**** Supplied entries

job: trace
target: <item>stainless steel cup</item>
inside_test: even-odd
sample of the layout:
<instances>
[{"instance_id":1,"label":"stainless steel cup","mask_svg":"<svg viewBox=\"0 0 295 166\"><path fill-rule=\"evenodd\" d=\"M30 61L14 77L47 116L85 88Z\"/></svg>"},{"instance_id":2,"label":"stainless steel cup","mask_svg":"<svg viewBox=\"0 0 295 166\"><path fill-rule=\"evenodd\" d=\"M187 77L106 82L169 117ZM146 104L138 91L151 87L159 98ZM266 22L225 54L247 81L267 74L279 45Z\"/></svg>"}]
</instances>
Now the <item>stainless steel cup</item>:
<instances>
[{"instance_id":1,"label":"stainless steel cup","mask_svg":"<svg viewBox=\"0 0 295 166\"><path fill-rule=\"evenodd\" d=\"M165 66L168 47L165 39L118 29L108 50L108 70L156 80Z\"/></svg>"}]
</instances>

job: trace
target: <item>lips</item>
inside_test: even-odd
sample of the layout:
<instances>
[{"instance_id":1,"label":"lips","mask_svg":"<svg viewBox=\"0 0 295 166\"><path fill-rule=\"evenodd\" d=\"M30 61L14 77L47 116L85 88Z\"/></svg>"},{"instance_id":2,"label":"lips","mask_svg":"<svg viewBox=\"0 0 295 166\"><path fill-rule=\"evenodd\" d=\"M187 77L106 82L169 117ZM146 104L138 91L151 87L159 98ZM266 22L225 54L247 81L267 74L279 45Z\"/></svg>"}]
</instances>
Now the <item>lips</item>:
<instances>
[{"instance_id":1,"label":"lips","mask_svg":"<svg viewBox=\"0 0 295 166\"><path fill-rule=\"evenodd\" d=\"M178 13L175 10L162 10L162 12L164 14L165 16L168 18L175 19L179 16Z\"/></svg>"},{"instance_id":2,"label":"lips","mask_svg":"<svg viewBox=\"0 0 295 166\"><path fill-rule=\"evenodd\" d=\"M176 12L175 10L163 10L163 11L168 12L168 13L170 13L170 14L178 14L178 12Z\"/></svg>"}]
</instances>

********

Render every line of the material above as a JSON list of strings, one string per line, leaving out blank lines.

Result of this task:
[
  "job: trace",
  "target: <item>stainless steel cup</item>",
  "inside_test: even-odd",
  "sample of the layout:",
  "<instances>",
  "[{\"instance_id\":1,\"label\":\"stainless steel cup\",\"mask_svg\":\"<svg viewBox=\\\"0 0 295 166\\\"><path fill-rule=\\\"evenodd\\\" d=\\\"M30 61L14 77L47 116L85 88Z\\\"/></svg>\"},{\"instance_id\":2,\"label\":\"stainless steel cup\",\"mask_svg\":\"<svg viewBox=\\\"0 0 295 166\\\"><path fill-rule=\\\"evenodd\\\" d=\\\"M187 77L106 82L169 117ZM146 104L138 91L151 87L159 98ZM266 22L225 54L247 81L267 74L279 45Z\\\"/></svg>\"}]",
  "</instances>",
  "Now the <item>stainless steel cup</item>:",
  "<instances>",
  "[{\"instance_id\":1,\"label\":\"stainless steel cup\",\"mask_svg\":\"<svg viewBox=\\\"0 0 295 166\\\"><path fill-rule=\\\"evenodd\\\" d=\\\"M165 66L168 47L165 39L118 29L108 50L108 70L156 80Z\\\"/></svg>\"}]",
  "</instances>",
  "job: trace",
  "target: <item>lips</item>",
  "inside_test: even-odd",
  "sample of the layout:",
  "<instances>",
  "[{\"instance_id\":1,\"label\":\"lips\",\"mask_svg\":\"<svg viewBox=\\\"0 0 295 166\\\"><path fill-rule=\\\"evenodd\\\" d=\\\"M30 61L14 77L47 116L85 88Z\\\"/></svg>\"},{\"instance_id\":2,\"label\":\"lips\",\"mask_svg\":\"<svg viewBox=\\\"0 0 295 166\\\"><path fill-rule=\\\"evenodd\\\" d=\\\"M187 77L106 82L169 117ZM146 104L138 91L151 87L159 98ZM266 22L225 54L247 81L267 74L279 45Z\\\"/></svg>\"}]",
  "</instances>",
  "Now the <item>lips</item>:",
  "<instances>",
  "[{\"instance_id\":1,\"label\":\"lips\",\"mask_svg\":\"<svg viewBox=\\\"0 0 295 166\\\"><path fill-rule=\\\"evenodd\\\" d=\\\"M178 13L175 10L162 10L162 12L164 14L165 16L168 18L175 19L179 16Z\\\"/></svg>\"},{\"instance_id\":2,\"label\":\"lips\",\"mask_svg\":\"<svg viewBox=\\\"0 0 295 166\\\"><path fill-rule=\\\"evenodd\\\" d=\\\"M176 12L175 10L163 10L163 11L168 12L168 13L170 13L170 14L178 14L178 12Z\\\"/></svg>\"}]",
  "</instances>"
]